> Work task 1
According to the home heating safety tips, how often should chimneys be inspected?
> Work task 2
Reproduce the home heating safety tips between "Do not store chemicals, such" and "heat or flame.", inclusive.
> Work task 3
Write the next part of the home heating safety tips, picking up after their final sentence.

> Extract
#####

Keep outside vents clear. It’s important to check these vents regularly to ensure they are free from snow and ice throughout the winter months and into the spring.

Combustibles

Make sure that combustibles like cardboard or paper are stored far away from any heating appliance.

Hot Water Tanks

Do not put combustible objects or household objects on top of or around hot water tanks or furnaces.

Cat Litter

Do not store kitty-litter boxes anywhere near your furnace. Litter dust can become caked onto your furnace flame sensor and burners, affecting their ability to run properly. Litter dust can also effect air quality, and corrode sheet metal, further damaging your HVAC equipment.

Chemicals

Do not store chemicals, such as solvents, gasoline or paint thinners, around heating or hot water systems. They must be stored in a well-ventilated area, far away from any source of heat or flame.

Chimneys

Have chimneys inspected annually to avoid deterioration.

Fireplaces

Do not leave small children unattended around gas fireplaces. The glass on a fireplace is very hot and could cause injury.

Old Equipment

Replace old, unsafe equipment that lacks today’s proper safety shutoffs.

CAUTION: Beware of Scams

Homeowners are being harassed by people knocking on their doors with misleading information about their furnace or hot water tank. These people are actually salesmen from fly-by-night operations who will say things to scare you into a sale. They’ll often say they’re from the Ontario Government, the Gas utility or the company you rent your hot water tank from. Legitimate businesses would have your proper contact information and would call you in advance for an appointment. Do not let these people into your home.

#####

> Records supplied
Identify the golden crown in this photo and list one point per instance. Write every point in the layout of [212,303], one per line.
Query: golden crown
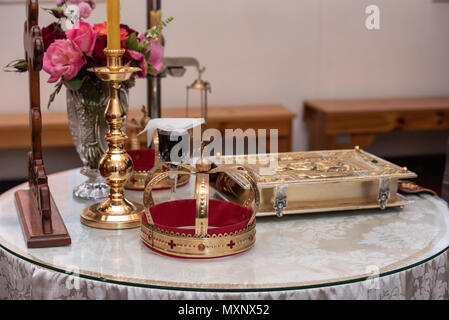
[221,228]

#####

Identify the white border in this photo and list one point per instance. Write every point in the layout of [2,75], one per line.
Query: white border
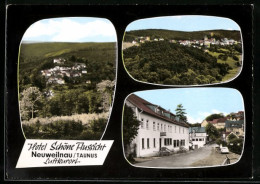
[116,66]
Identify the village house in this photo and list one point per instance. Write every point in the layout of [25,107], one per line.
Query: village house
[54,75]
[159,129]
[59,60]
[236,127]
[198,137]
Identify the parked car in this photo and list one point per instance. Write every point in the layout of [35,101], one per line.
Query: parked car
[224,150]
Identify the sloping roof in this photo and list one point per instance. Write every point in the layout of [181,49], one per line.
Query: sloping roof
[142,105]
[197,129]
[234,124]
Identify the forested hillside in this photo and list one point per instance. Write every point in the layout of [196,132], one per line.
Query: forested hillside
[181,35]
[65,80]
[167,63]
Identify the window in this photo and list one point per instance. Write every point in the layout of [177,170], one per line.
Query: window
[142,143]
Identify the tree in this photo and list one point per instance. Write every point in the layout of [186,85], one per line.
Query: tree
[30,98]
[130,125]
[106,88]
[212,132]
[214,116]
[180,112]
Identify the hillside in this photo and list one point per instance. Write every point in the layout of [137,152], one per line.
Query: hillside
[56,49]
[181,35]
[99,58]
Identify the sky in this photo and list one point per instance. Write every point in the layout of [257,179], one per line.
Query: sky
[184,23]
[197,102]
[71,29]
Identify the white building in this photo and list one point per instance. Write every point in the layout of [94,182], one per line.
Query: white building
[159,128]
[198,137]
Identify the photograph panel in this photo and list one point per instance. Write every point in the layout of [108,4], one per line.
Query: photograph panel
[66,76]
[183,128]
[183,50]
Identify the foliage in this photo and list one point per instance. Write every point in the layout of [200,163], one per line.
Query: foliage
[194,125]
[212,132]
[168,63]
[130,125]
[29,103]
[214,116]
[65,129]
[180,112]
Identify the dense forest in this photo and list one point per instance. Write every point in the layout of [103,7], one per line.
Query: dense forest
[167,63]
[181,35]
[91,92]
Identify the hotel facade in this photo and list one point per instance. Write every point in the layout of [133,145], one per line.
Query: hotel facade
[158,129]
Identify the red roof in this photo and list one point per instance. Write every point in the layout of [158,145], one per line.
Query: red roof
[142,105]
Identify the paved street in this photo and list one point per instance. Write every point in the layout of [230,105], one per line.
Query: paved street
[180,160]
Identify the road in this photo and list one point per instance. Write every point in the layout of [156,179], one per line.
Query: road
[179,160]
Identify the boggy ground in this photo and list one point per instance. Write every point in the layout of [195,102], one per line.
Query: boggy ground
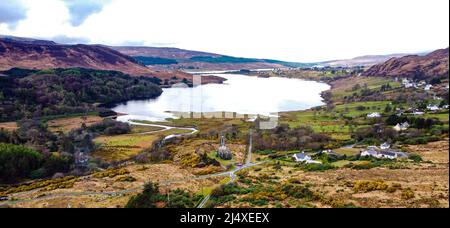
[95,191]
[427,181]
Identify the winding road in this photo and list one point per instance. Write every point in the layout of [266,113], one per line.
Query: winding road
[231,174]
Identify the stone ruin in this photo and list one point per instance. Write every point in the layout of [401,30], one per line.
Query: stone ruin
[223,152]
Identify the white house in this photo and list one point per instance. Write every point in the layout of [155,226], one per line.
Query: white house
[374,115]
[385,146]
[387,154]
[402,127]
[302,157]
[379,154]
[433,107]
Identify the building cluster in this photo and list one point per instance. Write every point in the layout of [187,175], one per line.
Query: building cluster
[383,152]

#####

> Answer space 1
Annually.

> Answer space 2
Do not store chemicals, such as solvents, gasoline or paint thinners, around heating or hot water systems. They must be stored in a well-ventilated area, far away from any source of heat or flame.

> Answer space 3
Industry Links

Here are some links to areas of interest for our customers and visitors:

Office of Energy Efficiency (OEE)

The Office of Energy Efficiency, part of Natural Resources Canada, has a mandate to strengthen and grow Canada’s commitment to energy efficiency. The OEE manages programs aimed at the residential, commercial, industrial and transportation sectors and available to a range of energy users; from individual consumers to school boards, hospitals and large corporations.

Ontario Power Authority (OPA)

The Ontario Power Authority contributes to the development of a reliable and sustainable electricity system for the benefit of Ontario customers. They are also responsible for balancing the short-term and long-term needs of electricity users while developing reliable and sustainable electricity systems for their benefit.

Ontario Energy Board (OEB)

The Ontario Energy Board regulates the province’s electricity and natural gas sectors in the public interest. It envisions a healthy and efficient energy sector with informed consumers, and works towards the vision through regulatory processes that are effective, fair and transparent.

Ontario Energy Association (OEA)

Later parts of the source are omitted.